GOAL
List the lines from the one containing "segment small yellow petal" through the one containing "M66 56L68 56L67 54L59 54L59 55L62 57L66 57Z", both included, as a JSON array of strings with one string per line and blank lines left out.

(Rows for labeling shapes in pictures)
----

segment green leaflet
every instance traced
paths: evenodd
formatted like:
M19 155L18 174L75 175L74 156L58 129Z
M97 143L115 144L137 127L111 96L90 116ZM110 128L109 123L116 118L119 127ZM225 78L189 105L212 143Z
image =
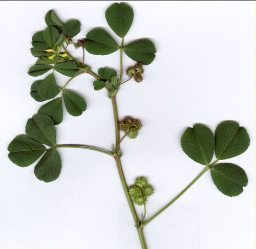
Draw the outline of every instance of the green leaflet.
M108 67L100 67L98 70L98 74L102 80L111 81L112 77L116 75L116 72Z
M46 24L48 26L54 26L60 31L61 31L63 28L63 24L60 21L53 10L49 10L47 12L45 20L46 21Z
M46 56L48 55L47 51L39 51L38 50L36 50L33 48L31 48L30 49L30 52L31 52L31 54L35 57L39 57L42 55Z
M26 125L26 134L29 138L48 146L56 145L56 129L51 118L45 114L36 114Z
M118 45L112 37L102 29L95 29L86 35L84 48L90 54L105 55L118 50Z
M63 119L61 98L57 98L41 106L38 113L46 114L53 120L55 125L60 124Z
M62 32L66 36L73 38L80 32L80 28L81 22L79 21L70 20L64 25Z
M35 65L29 69L28 74L31 76L37 77L47 73L52 68L52 66L50 65Z
M55 148L51 148L35 166L34 172L37 179L50 183L58 177L61 170L60 156Z
M101 90L105 87L105 81L95 80L93 82L93 86L94 86L94 90L96 91Z
M39 65L43 64L50 65L50 64L53 64L53 62L50 59L48 59L48 57L46 56L39 56L35 62L35 64Z
M42 80L36 80L31 85L30 88L30 95L36 101L38 102L45 101L45 99L42 99L37 92L39 85L42 82Z
M78 72L78 68L74 61L66 61L56 64L54 69L59 73L68 77L73 77Z
M215 153L223 160L244 153L249 147L250 139L244 127L233 121L221 123L215 131Z
M60 46L64 41L64 35L59 33L58 30L53 26L48 27L43 32L44 39L50 48Z
M105 12L106 21L112 30L123 38L130 30L133 21L133 10L127 4L115 3Z
M39 84L37 92L40 97L46 100L54 98L58 94L58 86L54 75L49 75Z
M26 135L15 138L8 146L9 159L20 167L29 166L46 151L44 145Z
M239 195L248 183L244 170L236 164L216 164L210 168L210 173L218 189L228 196Z
M214 152L214 135L204 125L196 124L188 127L181 139L183 151L193 160L204 165L211 161Z
M46 50L51 48L45 40L42 32L42 31L36 32L32 36L32 46L35 49L39 51Z
M143 65L149 65L155 59L155 45L150 40L144 39L131 42L123 48L123 51L131 59Z
M86 101L78 94L65 90L63 94L65 106L70 115L79 116L87 108Z

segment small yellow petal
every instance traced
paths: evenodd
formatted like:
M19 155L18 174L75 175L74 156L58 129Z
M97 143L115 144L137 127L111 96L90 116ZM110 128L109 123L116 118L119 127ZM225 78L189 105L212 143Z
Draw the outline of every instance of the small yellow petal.
M66 56L68 56L67 54L59 54L59 55L62 57L66 57Z
M51 60L52 59L53 59L54 57L55 57L55 55L52 55L51 56L50 56L49 57L48 57L50 60Z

----

REPLY
[
  "segment small yellow petal",
  "every instance traced",
  "paths: evenodd",
  "formatted like:",
  "M19 155L18 174L75 175L74 156L58 129Z",
  "M97 143L115 144L137 127L111 96L90 116ZM110 128L109 123L116 118L119 127ZM225 78L189 105L212 143Z",
  "Draw the outline of every instance of the small yellow petal.",
  "M66 56L68 56L67 54L59 54L59 55L62 57L66 57Z"
]